### WHAT IS ASKED
Return exactly the lines of the entries that start at the line containing "Could you point out the bicycle frame" and continue to the last line. Omit the pictures.

* Start PROVIDED ENTRIES *

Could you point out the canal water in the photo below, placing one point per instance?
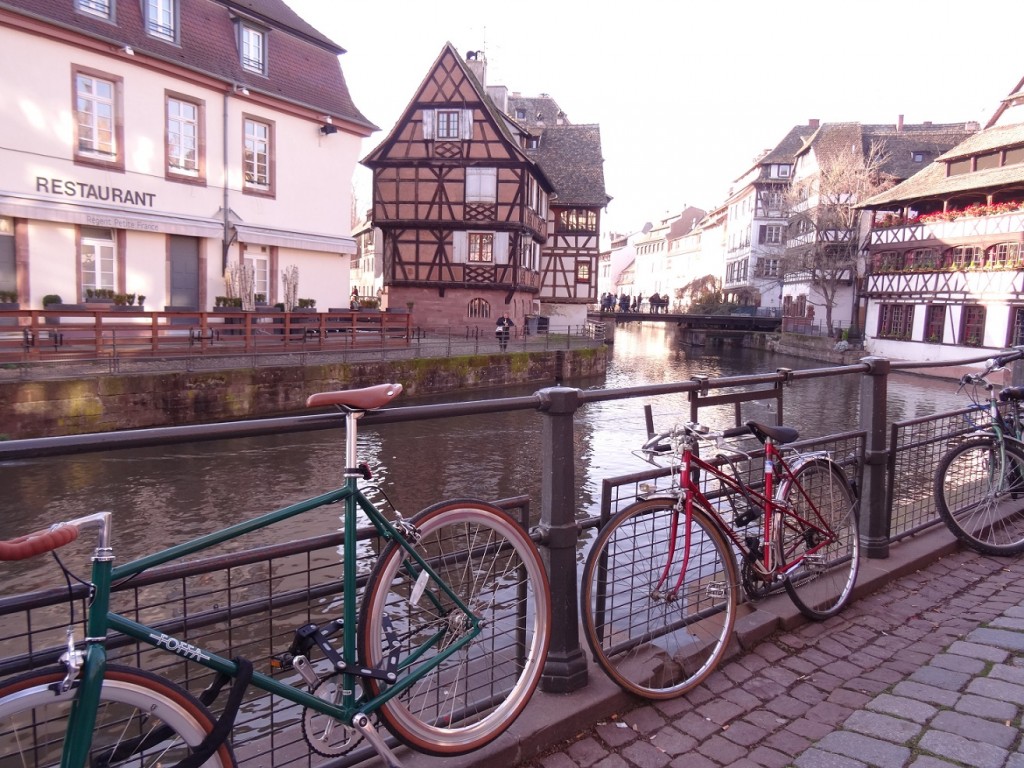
(162, 496)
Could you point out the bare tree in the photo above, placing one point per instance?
(823, 220)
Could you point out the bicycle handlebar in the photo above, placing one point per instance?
(660, 443)
(992, 365)
(55, 537)
(38, 543)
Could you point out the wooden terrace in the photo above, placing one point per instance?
(31, 335)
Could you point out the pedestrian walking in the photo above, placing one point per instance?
(503, 330)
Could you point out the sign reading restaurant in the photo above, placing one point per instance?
(99, 193)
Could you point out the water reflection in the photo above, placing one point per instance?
(162, 496)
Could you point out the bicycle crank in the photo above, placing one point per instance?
(326, 735)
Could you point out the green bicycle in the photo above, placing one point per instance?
(980, 481)
(445, 647)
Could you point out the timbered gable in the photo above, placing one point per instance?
(462, 202)
(450, 119)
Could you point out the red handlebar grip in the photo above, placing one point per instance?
(38, 543)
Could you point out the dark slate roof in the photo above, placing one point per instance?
(933, 181)
(899, 142)
(784, 152)
(540, 111)
(570, 157)
(303, 64)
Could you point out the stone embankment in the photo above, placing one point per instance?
(166, 395)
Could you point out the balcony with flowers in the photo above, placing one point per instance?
(1006, 256)
(977, 220)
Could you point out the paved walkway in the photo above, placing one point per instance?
(926, 670)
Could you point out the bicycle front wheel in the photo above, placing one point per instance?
(142, 721)
(655, 626)
(978, 491)
(461, 690)
(817, 538)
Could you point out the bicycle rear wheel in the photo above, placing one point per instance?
(142, 721)
(469, 697)
(978, 491)
(658, 637)
(818, 539)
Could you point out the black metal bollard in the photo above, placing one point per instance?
(566, 666)
(875, 512)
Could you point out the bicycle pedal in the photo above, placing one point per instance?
(282, 662)
(814, 563)
(745, 517)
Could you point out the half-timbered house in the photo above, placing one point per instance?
(485, 205)
(825, 230)
(946, 248)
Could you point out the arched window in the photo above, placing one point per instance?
(963, 257)
(479, 308)
(923, 258)
(1004, 256)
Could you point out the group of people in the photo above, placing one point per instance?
(655, 302)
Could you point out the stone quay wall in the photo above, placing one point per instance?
(113, 401)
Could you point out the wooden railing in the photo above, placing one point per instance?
(90, 333)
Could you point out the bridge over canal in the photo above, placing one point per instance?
(694, 328)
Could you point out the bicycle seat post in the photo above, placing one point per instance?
(351, 456)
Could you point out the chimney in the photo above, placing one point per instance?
(477, 64)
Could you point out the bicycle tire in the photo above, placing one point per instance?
(976, 496)
(132, 704)
(822, 574)
(655, 644)
(474, 694)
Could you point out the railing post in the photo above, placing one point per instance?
(566, 666)
(875, 516)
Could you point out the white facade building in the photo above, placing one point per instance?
(148, 156)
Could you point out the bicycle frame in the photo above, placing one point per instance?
(100, 620)
(768, 560)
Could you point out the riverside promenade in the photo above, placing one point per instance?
(925, 669)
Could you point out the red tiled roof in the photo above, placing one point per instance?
(302, 64)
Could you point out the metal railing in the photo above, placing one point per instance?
(196, 349)
(249, 603)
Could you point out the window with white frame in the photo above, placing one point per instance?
(96, 251)
(260, 264)
(449, 123)
(257, 156)
(973, 326)
(481, 184)
(161, 18)
(481, 247)
(97, 103)
(895, 321)
(770, 235)
(478, 308)
(183, 133)
(253, 47)
(99, 8)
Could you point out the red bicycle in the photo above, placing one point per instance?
(660, 584)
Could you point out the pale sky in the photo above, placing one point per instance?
(687, 93)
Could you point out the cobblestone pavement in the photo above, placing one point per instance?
(926, 672)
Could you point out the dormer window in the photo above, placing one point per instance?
(162, 19)
(253, 48)
(99, 8)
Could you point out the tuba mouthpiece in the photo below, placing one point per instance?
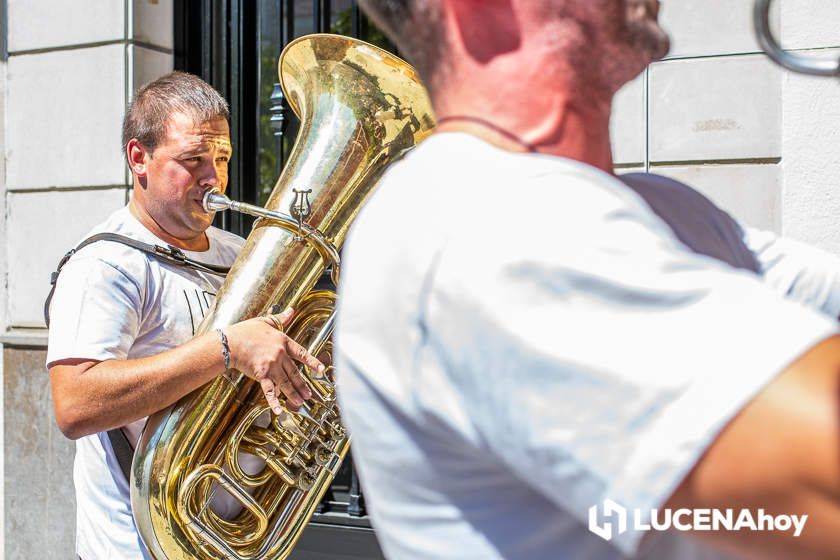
(214, 201)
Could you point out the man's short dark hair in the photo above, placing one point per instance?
(177, 92)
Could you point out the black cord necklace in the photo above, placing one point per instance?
(491, 126)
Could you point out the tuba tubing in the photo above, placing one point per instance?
(793, 62)
(360, 109)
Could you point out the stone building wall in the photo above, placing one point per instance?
(70, 71)
(758, 140)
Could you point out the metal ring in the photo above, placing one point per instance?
(277, 323)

* End PROVIDED ENTRIES *

### WRITTEN REPLY
Could you point out the bicycle frame in the photo above, placing one point per instance?
(100, 620)
(768, 560)
Could you point out the riverside promenade in the photo above, placing one point per instance?
(925, 669)
Could you point out the red tiled roof in the photo above, placing one point per instance?
(302, 64)
Could you point out the metal railing in the photo above, placing one point per instance?
(196, 349)
(249, 603)
Could you point out the window with white frame in the photo above, placing one point per instance?
(96, 251)
(260, 264)
(449, 123)
(257, 156)
(973, 326)
(481, 184)
(161, 18)
(481, 247)
(97, 103)
(895, 321)
(770, 235)
(478, 308)
(183, 133)
(253, 47)
(99, 8)
Could you point out the red bicycle in the photo above, placing one point per instance?
(660, 584)
Could you point out the pale sky in the photo above, placing one point per instance?
(687, 93)
Could you point out the cobblestone pavement in the photo above, placing one point per instance?
(926, 672)
Could you point out the dormer window in the photo above, placing one point per instance?
(162, 19)
(253, 48)
(99, 8)
Could you point out the tuba mouthpiece in the photo below, placing one point per instance?
(214, 201)
Could you point out the man's short dark hair in the photo above, placing one point per instance?
(177, 92)
Could you point out the black cord necklace in the photo above, placing one point per instance?
(491, 126)
Could you point out the tuba tubing in the photo above, placing one point per instance?
(793, 62)
(360, 109)
Could you point out the stone building wall in the photo above, placing one point per instance?
(70, 71)
(758, 140)
Could you point out the metal ring in the photo above, placing one point per instance?
(277, 323)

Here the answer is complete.